(Stated task):
Reproduce every one of the lines below verbatim, keeping their original order.

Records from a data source
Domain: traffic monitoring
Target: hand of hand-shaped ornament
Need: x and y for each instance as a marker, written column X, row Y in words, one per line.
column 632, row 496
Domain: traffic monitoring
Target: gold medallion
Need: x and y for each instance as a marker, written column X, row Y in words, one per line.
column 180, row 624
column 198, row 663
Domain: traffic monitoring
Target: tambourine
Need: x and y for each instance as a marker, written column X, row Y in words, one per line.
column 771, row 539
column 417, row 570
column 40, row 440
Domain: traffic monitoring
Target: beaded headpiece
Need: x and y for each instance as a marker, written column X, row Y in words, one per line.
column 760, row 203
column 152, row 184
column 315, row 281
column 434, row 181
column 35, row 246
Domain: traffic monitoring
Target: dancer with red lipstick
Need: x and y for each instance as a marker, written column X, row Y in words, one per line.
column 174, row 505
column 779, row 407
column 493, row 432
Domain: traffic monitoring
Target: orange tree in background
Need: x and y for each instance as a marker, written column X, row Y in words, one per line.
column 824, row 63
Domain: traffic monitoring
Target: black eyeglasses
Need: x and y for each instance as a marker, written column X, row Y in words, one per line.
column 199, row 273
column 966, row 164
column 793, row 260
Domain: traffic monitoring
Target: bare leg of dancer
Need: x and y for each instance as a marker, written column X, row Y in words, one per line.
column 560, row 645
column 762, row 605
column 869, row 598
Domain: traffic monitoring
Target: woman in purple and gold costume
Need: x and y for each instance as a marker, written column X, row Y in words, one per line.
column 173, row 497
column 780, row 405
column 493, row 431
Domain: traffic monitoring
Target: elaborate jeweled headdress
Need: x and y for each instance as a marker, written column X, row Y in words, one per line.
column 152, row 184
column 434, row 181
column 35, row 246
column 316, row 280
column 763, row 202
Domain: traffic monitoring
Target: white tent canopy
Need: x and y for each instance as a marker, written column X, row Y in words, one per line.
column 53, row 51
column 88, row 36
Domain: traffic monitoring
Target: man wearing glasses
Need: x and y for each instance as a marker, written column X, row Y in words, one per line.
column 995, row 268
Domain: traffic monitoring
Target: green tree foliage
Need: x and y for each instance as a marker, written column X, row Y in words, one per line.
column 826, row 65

(Reply):
Domain: traffic monitoring
Target: hand of hand-shaped ornament
Need: x and y for each instance as a marker, written column X, row Y in words, one per line.
column 632, row 496
Domain: traffic monitoring
Target: gold medallion
Need: x and y for each instance as a marker, written column X, row Y in words, one per line.
column 180, row 624
column 198, row 663
Domain: traffic monitoring
Target: tambourine
Need: x and y for each instance as a marker, written column X, row Y in words, one per line.
column 771, row 539
column 417, row 570
column 40, row 440
Domain: traffic monitoring
Target: beaded headpiece
Need: x and y for each instance as a marker, written column X, row Y in words, one per line.
column 760, row 203
column 152, row 184
column 315, row 281
column 434, row 181
column 35, row 246
Domain: traffic monitoring
Target: dancer with red lipstick
Need: x and y for each instance as a marker, written column X, row Y in words, one per line.
column 174, row 505
column 779, row 407
column 493, row 432
Domain: traffic monitoring
Target: orange tree in background
Need: x and y for each instance as a marker, written column X, row Y in words, one per line.
column 824, row 63
Domain: traffic monitoring
Target: black eyeglasses
Need: x and y for each instance as a marker, written column X, row Y in words, one per line.
column 199, row 273
column 966, row 164
column 793, row 260
Domain: traffic monitoring
Target: bare leg of dancer
Need: x and y for each instance as a marker, written column X, row Y in words, one per line.
column 560, row 645
column 762, row 605
column 869, row 598
Domain: traffic monitoring
Target: woman in purple and gold costume
Need: x and y for each instance as a marker, written column X, row Y in words, one per line.
column 173, row 497
column 780, row 405
column 493, row 431
Domain: traffic monitoring
Target: elaborate jeweled headdress
Need: x and y for each instance as a marker, written column X, row Y in words, one per line.
column 152, row 184
column 434, row 181
column 35, row 246
column 316, row 280
column 763, row 202
Domain: traffic monitoring
Target: white tent canopy
Need: x and y for each instance as a marker, written column X, row Y in words, one per line.
column 53, row 51
column 88, row 36
Domain: traffic monitoring
Target: man wearing glasses
Need: x and y for each instance as a marker, written column X, row Y in words, one per line.
column 995, row 268
Domain: traffic monitoring
Target: green tree foliage
Need: x and y for each instance as a marker, written column X, row Y in words, one per line.
column 826, row 65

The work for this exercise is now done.